WHAT YOU HAVE TO DO
Type every record exactly as it appears.
#### RECORDED INFORMATION ####
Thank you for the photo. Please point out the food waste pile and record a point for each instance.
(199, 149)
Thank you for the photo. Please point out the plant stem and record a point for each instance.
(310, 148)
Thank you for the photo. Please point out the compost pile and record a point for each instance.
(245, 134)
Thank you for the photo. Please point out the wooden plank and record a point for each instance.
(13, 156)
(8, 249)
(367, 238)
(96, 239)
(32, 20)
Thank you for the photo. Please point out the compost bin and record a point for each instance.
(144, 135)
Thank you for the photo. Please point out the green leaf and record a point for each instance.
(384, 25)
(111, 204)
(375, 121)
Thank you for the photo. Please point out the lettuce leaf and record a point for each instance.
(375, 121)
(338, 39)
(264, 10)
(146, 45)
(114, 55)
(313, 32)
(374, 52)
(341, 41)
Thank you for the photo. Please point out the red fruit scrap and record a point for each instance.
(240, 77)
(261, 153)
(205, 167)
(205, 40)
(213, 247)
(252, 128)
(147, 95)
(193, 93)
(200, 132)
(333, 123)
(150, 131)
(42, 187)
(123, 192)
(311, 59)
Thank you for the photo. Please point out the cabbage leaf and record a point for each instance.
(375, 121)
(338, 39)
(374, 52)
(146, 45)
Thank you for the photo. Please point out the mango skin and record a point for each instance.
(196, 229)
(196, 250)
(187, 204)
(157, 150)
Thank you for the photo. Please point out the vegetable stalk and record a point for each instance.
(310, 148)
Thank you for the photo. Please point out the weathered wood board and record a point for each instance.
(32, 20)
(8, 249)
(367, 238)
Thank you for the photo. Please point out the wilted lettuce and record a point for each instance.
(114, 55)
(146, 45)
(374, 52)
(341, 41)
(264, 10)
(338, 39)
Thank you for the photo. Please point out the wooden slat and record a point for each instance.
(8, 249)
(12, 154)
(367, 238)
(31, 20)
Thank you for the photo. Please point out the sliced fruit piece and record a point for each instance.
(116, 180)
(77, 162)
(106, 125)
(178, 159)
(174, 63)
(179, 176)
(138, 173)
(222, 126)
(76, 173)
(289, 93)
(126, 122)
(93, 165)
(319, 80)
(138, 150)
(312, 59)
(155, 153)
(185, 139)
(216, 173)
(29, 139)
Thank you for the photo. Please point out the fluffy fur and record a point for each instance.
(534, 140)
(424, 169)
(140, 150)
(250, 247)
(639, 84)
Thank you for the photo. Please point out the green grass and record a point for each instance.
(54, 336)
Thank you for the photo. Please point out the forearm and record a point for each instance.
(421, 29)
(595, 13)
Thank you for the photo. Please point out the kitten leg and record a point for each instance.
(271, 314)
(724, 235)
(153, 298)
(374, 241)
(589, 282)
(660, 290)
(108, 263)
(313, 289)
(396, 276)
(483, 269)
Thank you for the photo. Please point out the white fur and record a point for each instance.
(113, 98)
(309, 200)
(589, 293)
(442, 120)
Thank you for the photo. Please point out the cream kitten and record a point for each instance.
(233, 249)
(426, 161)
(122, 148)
####
YOUR RESPONSE
Thank you for the photo. Please point out the food waste pile and record a point for each instance.
(199, 149)
Thank you for the photo. Please point out the plant stem and record a point for each instance.
(310, 148)
Thank you for the photo. Please point out the compost pile and record a point for each instance.
(245, 134)
Thank you for the photo. Please point out the wooden plank and record a point for each instance.
(13, 156)
(8, 249)
(367, 238)
(96, 239)
(32, 20)
Thank you for the photo. Please point out the compost bin and record a point for each instance.
(144, 135)
Thank you for the photo. Please point out the green leaf and record a point for each instance.
(384, 25)
(111, 204)
(375, 121)
Thank you for the photo. Please point out the lettuce leaf and record a point for each instance.
(375, 121)
(338, 39)
(264, 10)
(146, 45)
(114, 55)
(313, 32)
(374, 52)
(341, 41)
Thank you for the photo. Please point out the red fruit scrap and record a point for each instance.
(240, 77)
(261, 153)
(205, 167)
(205, 40)
(213, 247)
(252, 128)
(147, 95)
(193, 93)
(200, 132)
(333, 123)
(150, 131)
(42, 187)
(123, 192)
(311, 59)
Thank you for the photo. Please point out the cabbage leaf and record a point for each instance.
(375, 121)
(338, 39)
(374, 52)
(146, 45)
Thank you for the photo. Please point out the mango skin and record a point for each instance.
(196, 229)
(196, 250)
(187, 204)
(157, 150)
Thank you for the photo. Please point out the vegetable stalk and record a point for each instance.
(310, 148)
Thank you for the photo. Please point out the weathered wood board and record a point for each instance.
(32, 20)
(8, 249)
(367, 238)
Thank you for the photo. Please point out the wilted lettuce and record a point for each instance.
(114, 55)
(146, 45)
(374, 52)
(341, 41)
(264, 10)
(338, 39)
Thank you for the photo. Please point out the wooden slat and record a point for each instance.
(8, 249)
(12, 154)
(367, 238)
(31, 20)
Thank you for the photo. Please point out the sliced fruit piece and record a point for each instance.
(116, 180)
(77, 162)
(106, 125)
(178, 159)
(174, 63)
(179, 176)
(138, 173)
(222, 126)
(76, 173)
(289, 93)
(126, 122)
(93, 165)
(319, 80)
(138, 150)
(312, 59)
(155, 153)
(185, 139)
(216, 173)
(29, 139)
Thank you for the photo. Please point out the fluffy fur and record a point for each instance.
(534, 140)
(424, 169)
(140, 150)
(250, 247)
(639, 84)
Thank you for the photo. Please point out the green grass and record a point for each instance.
(54, 336)
Thank you for the photo. Please point out the forearm and record a point for each instance.
(421, 29)
(595, 13)
Thank you for the photo. Please point out the kitten leg and record a point for each instance.
(271, 314)
(724, 235)
(153, 298)
(374, 241)
(589, 282)
(660, 290)
(108, 263)
(313, 289)
(396, 276)
(483, 269)
Thank you for the photo. Please point out the white fur and record a point for each instance.
(113, 98)
(309, 200)
(589, 293)
(442, 120)
Thank you for the photo. Please point out the cream kitten and record a point for each instance.
(233, 249)
(426, 161)
(122, 148)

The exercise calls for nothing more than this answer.